Reproduce the following lines word for word, leaving out the pictures.
* Start Provided data *
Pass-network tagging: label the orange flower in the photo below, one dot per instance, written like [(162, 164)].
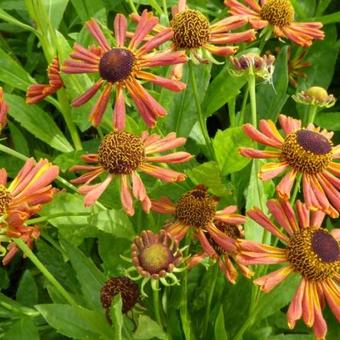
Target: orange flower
[(216, 230), (310, 250), (280, 15), (22, 199), (192, 31), (120, 67), (306, 151), (37, 92), (123, 154)]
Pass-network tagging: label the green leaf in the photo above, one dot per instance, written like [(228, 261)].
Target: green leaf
[(22, 329), (223, 88), (113, 222), (328, 120), (182, 114), (279, 297), (72, 228), (208, 174), (76, 322), (219, 329), (55, 11), (270, 97), (226, 145), (91, 279), (148, 329), (117, 316), (27, 292), (37, 122), (12, 73)]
* End Provided data *
■ **Result for this task**:
Pass-network tagging: label the orange flower in the photo below, one dot per instance, written like [(162, 164)].
Target: orange flower
[(216, 230), (310, 250), (280, 15), (22, 199), (192, 31), (120, 67), (306, 151), (37, 92), (123, 154)]
Pass-network tagging: label the green leaf in the photo above, one dot per instance, written like [(228, 261)].
Target: green leaf
[(22, 329), (223, 88), (113, 222), (328, 120), (182, 114), (279, 297), (72, 228), (208, 174), (76, 322), (219, 329), (55, 11), (270, 97), (226, 145), (91, 279), (148, 329), (117, 316), (27, 292), (37, 122), (12, 73)]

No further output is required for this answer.